The Cambridge, MA-based company announced data from the first six people in the study last September. The new data from all 10 patients were presented at the European Academy of Allergy and Clinical Immunology’s meeting in Hamburg over the weekend.

Editing inside the body

The study is Intellia’s second trial testing a CRISPR therapy that’s infused directly into the body. That approach, known as in vivo gene editing, is often considered more challenging than ex vivo editing, in which a patient’s blood or immune cells are removed, edited in a petri dish, and then reinfused.

CRISPR Therapeutics and Vertex Pharmaceuticals are employing the ex vivo approach for their sickle cell disease therapy, which could become the first FDA-approved CRISPR medicine by the end of the year. For that treatment, scientists slip the molecular scissors into a patient’s blood stem cells by electrically zapping them. But delivering CRISPR to cells inside the body requires a more refined approach.

Both of Intellia’s in vivo treatments use bubbles of fat called lipid nanoparticles to shuttle the genetic blueprints for CRISPR-Cas9 into liver cells. Once there, a patient’s own cells make the gene editing machinery and use it to snip a precise sequence of DNA that will stop production of the offending protein in the disease.

Intellia is also testing a CRISPR therapy that reduces levels of a toxic protein that damages the heart and nerves in a condition called ATTR amyloidosis. But the slowly progressing nature of that disease makes seeing the clinical benefits of the lowering the protein a longer process. The new hereditary angioedema trial, in contrast, appears to have generated a faster readout.

“What’s particularly exciting is that not only do we see the biochemical results of the edit, but we see the clinical results really pretty quickly. And tying those two together is what’s been a missing element in the space,” Leonard said. “The drug is doing everything, and frankly more, than what we hoped for.”

Source data
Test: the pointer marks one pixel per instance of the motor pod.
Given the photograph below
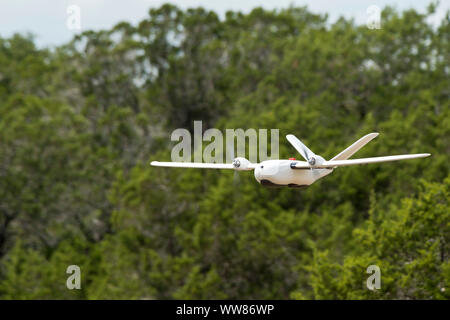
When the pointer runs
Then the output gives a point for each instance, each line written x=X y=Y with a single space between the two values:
x=241 y=164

Exercise prompt
Reproduce the stretch of the gene-editing text from "CRISPR Therapeutics and" through "in the disease." word for word.

Answer for this exercise
CRISPR Therapeutics and Vertex Pharmaceuticals are employing the ex vivo approach for their sickle cell disease therapy, which could become the first FDA-approved CRISPR medicine by the end of the year. For that treatment, scientists slip the molecular scissors into a patient’s blood stem cells by electrically zapping them. But delivering CRISPR to cells inside the body requires a more refined approach.

Both of Intellia’s in vivo treatments use bubbles of fat called lipid nanoparticles to shuttle the genetic blueprints for CRISPR-Cas9 into liver cells. Once there, a patient’s own cells make the gene editing machinery and use it to snip a precise sequence of DNA that will stop production of the offending protein in the disease.